Selected extract start

Mistake: Improper shingle nailing. Problem: Potential for roof blow-off. Proper design: Install the proper amount of shingles required by the manufacturer in the specific geographic wind zone. Most three-tab shingles require four nails in typical applications and six nails in high-velocity wind zones. The placement of the nails is as important as the number of nails. Place nails in the manufacturer’s required placement areas. Most dimensional shingle manufacturers now provide shingle placement zones. Nails should be driven straight into the deck; avoid nailing from an angle. Nails should penetrate through the deck a minimum of 3⁄4 of an inch. Standard roofing nails have barbed shanks and are typically 11- or 12-gauge nails with 3⁄8-inch to 7⁄16-inch diameter heads.
The recent increase in storm frequency and the number of high-velocity wind events throughout the United States is prompting changes in the roofing industry. While last year was relatively mild, attachment procedures for all roof systems - steep slope and low slope - are being scrutinized in the wake of the damaging hurricanes of the previous few years, and code changes are imminent. Stringent building codes and tightened regulations were enacted in South Florida after Hurricane Andrew in 1992, and the severe weather events of 2004 and 2005 are the driving force behind other proposed code changes.
Some codes have already been altered to reflect the need for increased attachment methods. In 2004, the International Building Code enacted new high-wind performance standards for asphalt shingles. The standards, published in the 2004 IBC Supplement, provide attachment criteria for asphalt shingles in high-velocity wind zones where wind speeds reach up to 150 mph. The new asphalt shingle standards are based ANSI/UL2390-04, “Test Method for the Wind Resistance of Asphalt Shingles with Sealed Tabs,” and ASTM D6381, “Measurement of Asphalt Shingle Mechanical Uplift Resistance.” Adoption of these standards was reached through the promotion of the Asphalt Roofing Manufacturers Association (ARMA), which spent nearly 15 years assisting code officials, wind engineers and insurance companies with research and development of new test methods for asphalt shingle performance in high-wind situations.
The primary advantage of the code adoption is that designers, contractors, building owners and homeowners now have standards for proper asphalt shingle selection in high-velocity wind zones. It also provides code enforcement officials with guidelines for enforcement of material selection and application methods. Until this time, many code officials would not allow the use of asphalt shingles in high-velocity wind zones due to the fact that there were no wind-uplift resistance standards.
The roof deck sheathing should be manufactured of structural plywood or OSB board in the nominal thickness range of 7⁄16 to ⅝ inches. Nails should be used to secure the decking to the structural trusses. Acceptable nails for this securement procedure are 8d common nails (0.131 inches by 2.5 inches long), 10d box nails (0.128 inches by 3 inches long) or power-driven nails (0.113 inches by 2⅜ inches long). If the trusses are spaced 16 inches on center or less, then the decking should be fastened at a minimum rate of 6 inches on center. If the trusses are spaced 24 inches on center, then the decking should be fastened at a minimum rate of 4 inches on center. Truss spacing should be in compliance with local code requirements.
On remedial applications, the existing decking should be inspected to verify that the proper nailing pattern of the deck to the trusses or rafters is followed. If the existing nailing pattern is inadequate, then the addition of nails to meet the current requirements should be completed. Proper attachment of deck panels near roof edges and ridges is critical, as these areas are the most vulnerable to damage because wind forces are the highest at these locations.

Selected extract end
Items start

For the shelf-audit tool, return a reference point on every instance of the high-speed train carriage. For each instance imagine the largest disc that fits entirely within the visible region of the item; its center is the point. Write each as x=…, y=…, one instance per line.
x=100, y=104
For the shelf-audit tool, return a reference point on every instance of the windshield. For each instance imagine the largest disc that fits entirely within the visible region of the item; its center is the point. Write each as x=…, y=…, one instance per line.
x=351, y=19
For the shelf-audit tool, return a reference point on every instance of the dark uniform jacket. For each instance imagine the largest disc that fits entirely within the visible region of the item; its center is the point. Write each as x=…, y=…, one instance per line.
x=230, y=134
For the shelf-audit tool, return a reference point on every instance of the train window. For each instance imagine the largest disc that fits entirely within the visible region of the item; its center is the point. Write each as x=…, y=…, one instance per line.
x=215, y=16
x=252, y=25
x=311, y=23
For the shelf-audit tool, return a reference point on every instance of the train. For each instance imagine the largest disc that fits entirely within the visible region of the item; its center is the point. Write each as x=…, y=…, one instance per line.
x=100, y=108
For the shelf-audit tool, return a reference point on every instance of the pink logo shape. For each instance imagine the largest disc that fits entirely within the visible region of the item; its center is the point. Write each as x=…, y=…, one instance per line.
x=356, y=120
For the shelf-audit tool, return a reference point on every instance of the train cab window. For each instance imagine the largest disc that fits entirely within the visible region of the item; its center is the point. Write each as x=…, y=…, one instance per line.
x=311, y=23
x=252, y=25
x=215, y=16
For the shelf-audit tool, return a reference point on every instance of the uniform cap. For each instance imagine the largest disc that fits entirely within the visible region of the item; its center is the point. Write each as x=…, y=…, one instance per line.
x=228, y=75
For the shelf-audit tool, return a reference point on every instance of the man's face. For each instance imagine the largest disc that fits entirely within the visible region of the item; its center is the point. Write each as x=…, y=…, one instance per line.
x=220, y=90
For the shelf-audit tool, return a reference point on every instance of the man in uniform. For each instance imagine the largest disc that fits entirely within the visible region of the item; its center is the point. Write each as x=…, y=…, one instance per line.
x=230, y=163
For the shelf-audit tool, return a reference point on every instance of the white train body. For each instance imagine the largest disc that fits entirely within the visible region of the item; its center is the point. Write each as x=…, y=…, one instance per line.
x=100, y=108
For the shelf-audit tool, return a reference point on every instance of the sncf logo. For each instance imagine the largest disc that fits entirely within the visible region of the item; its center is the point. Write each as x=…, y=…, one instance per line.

Items end

Problems:
(A) Translate this sentence from the roofing text into Spanish: "Nails should be driven straight into the deck; avoid nailing from an angle."
(B) In the entries, from the line with "of the white" up to and including the last line, replace "shelf-audit tool" with "inventory tool" and return only those lines.
The roofing text and the entries are unrelated.

Answers per task:
(A) Los clavos deben clavarse rectos en la cubierta; evite clavar en ángulo.

(B)
For the inventory tool, return a reference point on every instance of the white train body. For each instance imagine the largest disc that fits entirely within the visible region of the item; its center is the point. Write each as x=…, y=…, one instance per line.
x=100, y=108
For the inventory tool, return a reference point on every instance of the sncf logo. For each instance imagine the largest disc that fits entirely within the visible region of the item; its center is the point. Write each as x=…, y=…, one instance per line.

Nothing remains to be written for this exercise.